[YOUR GOAL]:
Set down all of the data that follows word for word, without the images.
* start *
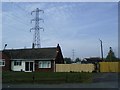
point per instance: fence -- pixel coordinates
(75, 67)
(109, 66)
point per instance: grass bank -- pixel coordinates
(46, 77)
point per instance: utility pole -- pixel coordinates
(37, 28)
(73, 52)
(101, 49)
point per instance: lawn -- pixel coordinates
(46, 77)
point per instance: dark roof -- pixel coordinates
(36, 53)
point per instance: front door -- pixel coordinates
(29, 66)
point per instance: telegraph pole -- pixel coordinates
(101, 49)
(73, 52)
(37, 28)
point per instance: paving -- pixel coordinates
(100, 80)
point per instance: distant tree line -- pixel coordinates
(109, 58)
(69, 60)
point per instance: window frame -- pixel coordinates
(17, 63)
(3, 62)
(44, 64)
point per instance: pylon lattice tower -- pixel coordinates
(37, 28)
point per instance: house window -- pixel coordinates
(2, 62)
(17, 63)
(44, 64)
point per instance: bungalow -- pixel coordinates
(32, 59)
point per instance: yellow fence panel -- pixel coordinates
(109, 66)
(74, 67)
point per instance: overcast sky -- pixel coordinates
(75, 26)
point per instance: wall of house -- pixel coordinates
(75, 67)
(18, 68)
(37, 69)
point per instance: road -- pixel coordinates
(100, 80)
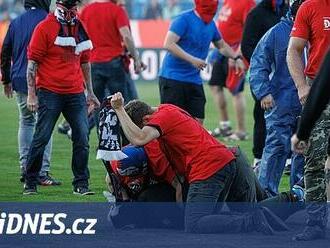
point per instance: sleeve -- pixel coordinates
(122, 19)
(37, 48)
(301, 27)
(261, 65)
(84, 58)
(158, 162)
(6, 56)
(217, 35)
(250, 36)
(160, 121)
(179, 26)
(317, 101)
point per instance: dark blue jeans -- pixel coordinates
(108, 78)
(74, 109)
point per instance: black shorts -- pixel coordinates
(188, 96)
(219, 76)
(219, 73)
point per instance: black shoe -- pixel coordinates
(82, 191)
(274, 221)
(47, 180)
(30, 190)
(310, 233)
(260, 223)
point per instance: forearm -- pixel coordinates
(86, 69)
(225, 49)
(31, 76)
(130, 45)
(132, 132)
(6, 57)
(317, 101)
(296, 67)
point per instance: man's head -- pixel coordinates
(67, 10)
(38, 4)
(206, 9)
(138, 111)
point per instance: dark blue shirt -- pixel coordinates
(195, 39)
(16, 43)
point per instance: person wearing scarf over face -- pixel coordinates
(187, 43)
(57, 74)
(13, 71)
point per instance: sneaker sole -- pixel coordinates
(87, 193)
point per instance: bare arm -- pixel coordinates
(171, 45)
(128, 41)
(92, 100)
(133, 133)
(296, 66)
* end *
[THE COMPLETED TASK]:
point per instance: fence -- pixel coordinates
(75, 67)
(109, 66)
point per instance: grass bank -- pixel coordinates
(46, 77)
point per instance: utility pole -- pixel coordinates
(37, 28)
(73, 52)
(101, 49)
point per instance: lawn -- pixel coordinates
(46, 77)
point per instance: dark roof -- pixel coordinates
(36, 53)
point per instance: front door -- pixel coordinates
(29, 66)
point per instance: telegraph pole -- pixel coordinates
(101, 49)
(73, 52)
(37, 28)
point per instance: paving -- pixel coordinates
(100, 80)
point per instance: distant tree line -- pixel coordinates
(109, 58)
(69, 60)
point per instance: window frame -- pixel coordinates
(17, 63)
(3, 62)
(44, 64)
point per instance: pylon lattice tower -- pixel coordinates
(37, 28)
point per instance: house window -- pixel coordinates
(2, 62)
(17, 63)
(44, 64)
point per instance: bungalow -- pixel coordinates
(32, 59)
point per instance: yellow fence panel -- pixel coordinates
(109, 66)
(74, 67)
point per instance: overcast sky -- pixel coordinates
(75, 26)
point per instance: wall of house -- pixel coordinates
(75, 67)
(18, 68)
(37, 69)
point per instance: road -- pixel coordinates
(100, 80)
point per instance: sleeve -- pixel coordinates
(122, 19)
(37, 48)
(301, 27)
(261, 65)
(84, 58)
(158, 162)
(6, 56)
(217, 35)
(250, 36)
(160, 121)
(179, 26)
(317, 101)
point per instance: dark blue jeans -- pixel coordinates
(108, 78)
(74, 109)
point per instance: black shorts -- pixel coordinates
(188, 96)
(219, 76)
(219, 73)
point per instance: black shoe -- pixel coordinates
(82, 191)
(274, 221)
(47, 180)
(30, 190)
(310, 233)
(260, 223)
point per instance: forearm -- pixel coordinates
(86, 69)
(225, 49)
(31, 76)
(130, 45)
(132, 132)
(6, 57)
(317, 101)
(296, 67)
point per instance: man's head -- pixel coordinates
(67, 10)
(38, 4)
(206, 9)
(138, 111)
point per instance: dark blue shirt -- pixel coordinates
(195, 39)
(16, 43)
point per instance: person wearing scarf over face -- pixel coordinates
(187, 43)
(57, 74)
(13, 71)
point per instance: sneaker sole -- pixel coordinates
(87, 193)
point per instance: bare arm -- pixel coordinates
(171, 45)
(128, 41)
(92, 100)
(133, 133)
(296, 66)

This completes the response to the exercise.